PROBLEM DETAILS
Every line below that holds "backpack" must be copied.

Saved data entries:
------------------------
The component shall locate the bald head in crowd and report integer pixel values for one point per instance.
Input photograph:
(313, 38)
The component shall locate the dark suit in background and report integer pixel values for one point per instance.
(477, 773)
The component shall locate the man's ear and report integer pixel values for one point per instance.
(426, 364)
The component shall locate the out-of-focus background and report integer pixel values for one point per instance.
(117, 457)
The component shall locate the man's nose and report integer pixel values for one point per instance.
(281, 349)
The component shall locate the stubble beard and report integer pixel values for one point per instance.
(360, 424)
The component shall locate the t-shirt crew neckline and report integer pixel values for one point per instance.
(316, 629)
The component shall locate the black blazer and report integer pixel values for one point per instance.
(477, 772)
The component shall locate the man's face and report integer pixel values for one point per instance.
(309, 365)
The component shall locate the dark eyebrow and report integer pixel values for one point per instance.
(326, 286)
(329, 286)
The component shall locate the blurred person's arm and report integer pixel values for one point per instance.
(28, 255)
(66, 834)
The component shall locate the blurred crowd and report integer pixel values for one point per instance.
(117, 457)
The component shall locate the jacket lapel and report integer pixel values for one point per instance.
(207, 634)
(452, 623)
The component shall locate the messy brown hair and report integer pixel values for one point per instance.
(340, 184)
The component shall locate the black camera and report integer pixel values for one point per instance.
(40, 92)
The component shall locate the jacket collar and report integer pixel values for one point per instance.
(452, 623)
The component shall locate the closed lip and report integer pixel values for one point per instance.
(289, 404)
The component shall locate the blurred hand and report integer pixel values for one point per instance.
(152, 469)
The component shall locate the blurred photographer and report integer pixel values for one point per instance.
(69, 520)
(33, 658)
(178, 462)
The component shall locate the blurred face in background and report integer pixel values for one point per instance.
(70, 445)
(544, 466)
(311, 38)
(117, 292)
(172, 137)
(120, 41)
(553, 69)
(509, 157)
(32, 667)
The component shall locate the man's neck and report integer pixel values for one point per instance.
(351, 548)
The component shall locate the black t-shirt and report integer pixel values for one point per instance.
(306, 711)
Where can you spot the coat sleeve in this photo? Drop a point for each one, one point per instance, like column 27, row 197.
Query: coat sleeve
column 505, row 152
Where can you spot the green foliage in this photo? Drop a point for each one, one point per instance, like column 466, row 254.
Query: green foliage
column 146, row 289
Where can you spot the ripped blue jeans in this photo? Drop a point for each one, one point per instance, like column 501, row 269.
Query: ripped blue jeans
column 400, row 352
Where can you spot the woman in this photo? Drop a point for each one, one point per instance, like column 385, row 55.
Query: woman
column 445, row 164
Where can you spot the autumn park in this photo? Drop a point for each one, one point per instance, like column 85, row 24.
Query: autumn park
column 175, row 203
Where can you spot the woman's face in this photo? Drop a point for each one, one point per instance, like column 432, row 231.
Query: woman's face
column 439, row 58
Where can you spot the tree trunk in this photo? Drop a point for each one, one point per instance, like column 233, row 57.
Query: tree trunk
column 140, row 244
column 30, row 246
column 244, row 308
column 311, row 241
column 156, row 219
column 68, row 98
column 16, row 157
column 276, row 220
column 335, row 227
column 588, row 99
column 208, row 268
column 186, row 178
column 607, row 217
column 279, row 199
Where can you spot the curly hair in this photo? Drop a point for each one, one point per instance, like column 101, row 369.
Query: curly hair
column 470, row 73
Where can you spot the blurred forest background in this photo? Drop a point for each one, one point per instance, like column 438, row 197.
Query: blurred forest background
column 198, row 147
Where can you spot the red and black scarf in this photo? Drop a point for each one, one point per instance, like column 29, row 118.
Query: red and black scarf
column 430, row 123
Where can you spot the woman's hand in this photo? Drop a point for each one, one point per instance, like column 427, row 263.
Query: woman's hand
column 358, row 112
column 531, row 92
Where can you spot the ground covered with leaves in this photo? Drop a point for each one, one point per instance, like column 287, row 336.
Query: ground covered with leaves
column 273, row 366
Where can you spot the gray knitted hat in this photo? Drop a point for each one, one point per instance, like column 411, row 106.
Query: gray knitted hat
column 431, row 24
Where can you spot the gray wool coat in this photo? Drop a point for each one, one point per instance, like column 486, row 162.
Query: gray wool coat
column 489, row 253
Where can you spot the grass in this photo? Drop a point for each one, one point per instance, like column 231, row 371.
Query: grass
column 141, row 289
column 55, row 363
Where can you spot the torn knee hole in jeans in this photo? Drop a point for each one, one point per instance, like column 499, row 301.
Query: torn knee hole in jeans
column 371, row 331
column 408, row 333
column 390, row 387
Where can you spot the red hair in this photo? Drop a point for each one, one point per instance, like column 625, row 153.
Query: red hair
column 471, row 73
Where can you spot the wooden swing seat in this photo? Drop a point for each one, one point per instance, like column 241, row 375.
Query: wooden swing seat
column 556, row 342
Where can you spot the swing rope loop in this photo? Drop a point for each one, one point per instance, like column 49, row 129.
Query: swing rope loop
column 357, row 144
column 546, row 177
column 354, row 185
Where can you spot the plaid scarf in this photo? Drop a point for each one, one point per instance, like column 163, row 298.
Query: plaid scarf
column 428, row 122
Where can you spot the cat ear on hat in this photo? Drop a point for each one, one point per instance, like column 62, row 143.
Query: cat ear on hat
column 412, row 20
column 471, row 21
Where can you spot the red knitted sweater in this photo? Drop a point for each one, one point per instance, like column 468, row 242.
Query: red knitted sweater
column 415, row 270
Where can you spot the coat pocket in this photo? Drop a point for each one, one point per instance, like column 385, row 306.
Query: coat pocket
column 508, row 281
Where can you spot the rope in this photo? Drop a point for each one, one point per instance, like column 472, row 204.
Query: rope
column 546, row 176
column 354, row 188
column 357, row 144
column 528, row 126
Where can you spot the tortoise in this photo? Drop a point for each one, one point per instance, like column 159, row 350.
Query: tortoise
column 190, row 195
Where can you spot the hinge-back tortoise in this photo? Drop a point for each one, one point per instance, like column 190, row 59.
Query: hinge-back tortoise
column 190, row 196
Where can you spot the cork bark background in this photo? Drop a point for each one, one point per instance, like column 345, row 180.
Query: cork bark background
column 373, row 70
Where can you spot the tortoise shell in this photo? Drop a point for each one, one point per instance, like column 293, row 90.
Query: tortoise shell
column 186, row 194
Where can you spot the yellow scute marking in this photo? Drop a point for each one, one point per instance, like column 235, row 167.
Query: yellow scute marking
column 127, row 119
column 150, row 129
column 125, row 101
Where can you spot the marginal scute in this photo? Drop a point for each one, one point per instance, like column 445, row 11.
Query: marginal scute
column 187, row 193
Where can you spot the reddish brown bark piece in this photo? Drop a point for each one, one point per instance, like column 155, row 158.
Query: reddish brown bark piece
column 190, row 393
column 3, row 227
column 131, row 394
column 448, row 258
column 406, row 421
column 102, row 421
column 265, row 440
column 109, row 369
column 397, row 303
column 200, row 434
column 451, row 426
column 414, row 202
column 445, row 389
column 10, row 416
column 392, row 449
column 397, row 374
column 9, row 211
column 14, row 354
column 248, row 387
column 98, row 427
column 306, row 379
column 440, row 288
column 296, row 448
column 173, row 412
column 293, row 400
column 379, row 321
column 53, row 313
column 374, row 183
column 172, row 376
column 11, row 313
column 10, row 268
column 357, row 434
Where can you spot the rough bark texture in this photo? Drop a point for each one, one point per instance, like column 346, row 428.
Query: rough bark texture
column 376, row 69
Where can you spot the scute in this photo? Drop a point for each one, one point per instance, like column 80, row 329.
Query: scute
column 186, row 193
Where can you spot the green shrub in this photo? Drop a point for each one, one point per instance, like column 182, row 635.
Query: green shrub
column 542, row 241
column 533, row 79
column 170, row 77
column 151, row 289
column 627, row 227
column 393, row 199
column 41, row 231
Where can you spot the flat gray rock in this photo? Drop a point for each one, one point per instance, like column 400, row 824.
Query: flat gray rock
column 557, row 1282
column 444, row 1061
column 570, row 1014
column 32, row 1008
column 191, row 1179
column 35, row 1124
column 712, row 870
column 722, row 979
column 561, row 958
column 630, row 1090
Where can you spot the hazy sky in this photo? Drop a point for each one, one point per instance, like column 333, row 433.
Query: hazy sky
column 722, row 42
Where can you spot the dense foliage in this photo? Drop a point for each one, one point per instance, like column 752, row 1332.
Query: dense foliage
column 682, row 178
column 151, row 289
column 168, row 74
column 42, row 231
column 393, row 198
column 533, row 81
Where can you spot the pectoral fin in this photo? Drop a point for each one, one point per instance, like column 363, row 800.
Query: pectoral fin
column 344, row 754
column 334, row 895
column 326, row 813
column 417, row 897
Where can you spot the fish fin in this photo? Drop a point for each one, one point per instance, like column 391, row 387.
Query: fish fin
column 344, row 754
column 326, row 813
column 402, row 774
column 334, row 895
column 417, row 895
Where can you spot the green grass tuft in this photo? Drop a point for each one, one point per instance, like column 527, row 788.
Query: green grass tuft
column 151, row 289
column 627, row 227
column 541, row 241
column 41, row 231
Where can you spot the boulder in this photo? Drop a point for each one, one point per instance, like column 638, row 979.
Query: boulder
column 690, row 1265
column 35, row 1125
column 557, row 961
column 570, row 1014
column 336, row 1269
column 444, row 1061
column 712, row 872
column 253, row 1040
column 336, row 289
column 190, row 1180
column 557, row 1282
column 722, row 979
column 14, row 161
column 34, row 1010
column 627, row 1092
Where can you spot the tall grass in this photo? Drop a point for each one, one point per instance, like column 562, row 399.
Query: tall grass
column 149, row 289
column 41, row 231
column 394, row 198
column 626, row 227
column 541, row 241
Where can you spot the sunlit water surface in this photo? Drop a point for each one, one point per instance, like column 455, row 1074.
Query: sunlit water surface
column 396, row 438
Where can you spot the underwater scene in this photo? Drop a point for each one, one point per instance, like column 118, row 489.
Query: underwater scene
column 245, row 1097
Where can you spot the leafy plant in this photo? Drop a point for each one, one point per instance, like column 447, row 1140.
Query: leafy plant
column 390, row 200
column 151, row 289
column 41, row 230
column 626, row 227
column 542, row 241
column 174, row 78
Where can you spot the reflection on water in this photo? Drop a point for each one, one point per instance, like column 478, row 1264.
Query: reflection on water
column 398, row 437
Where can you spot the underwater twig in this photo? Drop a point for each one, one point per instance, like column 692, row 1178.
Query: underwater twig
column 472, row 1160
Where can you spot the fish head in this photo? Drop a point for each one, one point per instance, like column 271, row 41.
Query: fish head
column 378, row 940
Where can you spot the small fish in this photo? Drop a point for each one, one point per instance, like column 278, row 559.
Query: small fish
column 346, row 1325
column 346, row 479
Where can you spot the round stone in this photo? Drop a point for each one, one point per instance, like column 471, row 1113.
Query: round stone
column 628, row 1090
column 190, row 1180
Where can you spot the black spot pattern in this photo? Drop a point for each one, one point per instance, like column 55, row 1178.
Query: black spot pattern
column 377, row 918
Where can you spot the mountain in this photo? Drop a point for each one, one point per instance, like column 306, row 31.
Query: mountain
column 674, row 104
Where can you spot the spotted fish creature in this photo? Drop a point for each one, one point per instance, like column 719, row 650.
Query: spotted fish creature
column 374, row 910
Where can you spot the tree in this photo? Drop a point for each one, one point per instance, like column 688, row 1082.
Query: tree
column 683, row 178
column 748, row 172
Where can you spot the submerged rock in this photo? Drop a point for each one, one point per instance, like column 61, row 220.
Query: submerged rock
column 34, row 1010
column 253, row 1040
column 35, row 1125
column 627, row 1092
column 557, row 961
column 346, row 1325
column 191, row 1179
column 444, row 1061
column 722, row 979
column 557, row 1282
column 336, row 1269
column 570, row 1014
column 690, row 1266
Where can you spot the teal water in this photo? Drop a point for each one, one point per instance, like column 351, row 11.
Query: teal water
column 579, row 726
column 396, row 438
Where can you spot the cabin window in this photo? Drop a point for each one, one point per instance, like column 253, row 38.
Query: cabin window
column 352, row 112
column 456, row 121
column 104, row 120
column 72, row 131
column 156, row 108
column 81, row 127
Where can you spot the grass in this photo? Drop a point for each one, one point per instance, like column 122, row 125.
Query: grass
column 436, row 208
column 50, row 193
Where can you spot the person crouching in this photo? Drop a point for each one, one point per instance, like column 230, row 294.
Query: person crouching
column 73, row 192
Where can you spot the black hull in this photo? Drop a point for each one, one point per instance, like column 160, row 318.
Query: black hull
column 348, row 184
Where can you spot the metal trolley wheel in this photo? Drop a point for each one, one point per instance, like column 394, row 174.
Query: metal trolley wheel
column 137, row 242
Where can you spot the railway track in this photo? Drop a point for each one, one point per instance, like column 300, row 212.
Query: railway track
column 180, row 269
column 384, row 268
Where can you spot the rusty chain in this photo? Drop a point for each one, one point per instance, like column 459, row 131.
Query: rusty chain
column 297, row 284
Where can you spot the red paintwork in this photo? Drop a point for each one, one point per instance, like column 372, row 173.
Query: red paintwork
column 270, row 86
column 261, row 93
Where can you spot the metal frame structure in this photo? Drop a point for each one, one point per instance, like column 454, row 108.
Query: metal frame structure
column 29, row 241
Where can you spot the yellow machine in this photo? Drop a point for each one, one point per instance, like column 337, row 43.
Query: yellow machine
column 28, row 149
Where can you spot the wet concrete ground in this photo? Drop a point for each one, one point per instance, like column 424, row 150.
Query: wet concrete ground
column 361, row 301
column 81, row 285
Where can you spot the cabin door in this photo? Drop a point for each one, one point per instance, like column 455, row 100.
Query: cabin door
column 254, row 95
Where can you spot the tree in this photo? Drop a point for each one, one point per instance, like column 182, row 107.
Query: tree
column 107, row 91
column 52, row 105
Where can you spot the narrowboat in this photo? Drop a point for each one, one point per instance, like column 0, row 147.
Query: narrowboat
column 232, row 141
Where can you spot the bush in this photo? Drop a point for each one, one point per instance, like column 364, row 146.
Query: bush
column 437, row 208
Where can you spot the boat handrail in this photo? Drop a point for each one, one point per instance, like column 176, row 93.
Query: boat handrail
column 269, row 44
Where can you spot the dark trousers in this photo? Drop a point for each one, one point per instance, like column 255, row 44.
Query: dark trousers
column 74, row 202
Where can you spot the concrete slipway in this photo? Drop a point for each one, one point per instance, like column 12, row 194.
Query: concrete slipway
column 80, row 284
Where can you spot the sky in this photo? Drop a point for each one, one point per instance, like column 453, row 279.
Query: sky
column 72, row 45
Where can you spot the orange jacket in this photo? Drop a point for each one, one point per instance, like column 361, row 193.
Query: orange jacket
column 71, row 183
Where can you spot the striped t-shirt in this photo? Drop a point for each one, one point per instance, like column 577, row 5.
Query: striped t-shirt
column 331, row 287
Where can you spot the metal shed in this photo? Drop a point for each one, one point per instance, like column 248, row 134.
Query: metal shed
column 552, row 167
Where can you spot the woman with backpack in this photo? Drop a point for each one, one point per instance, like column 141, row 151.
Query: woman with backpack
------------------------
YOUR RESPONSE
Where can you spot the woman with backpack in this photo? Drop a point for each one, one point per instance, like column 141, row 151.
Query: woman with backpack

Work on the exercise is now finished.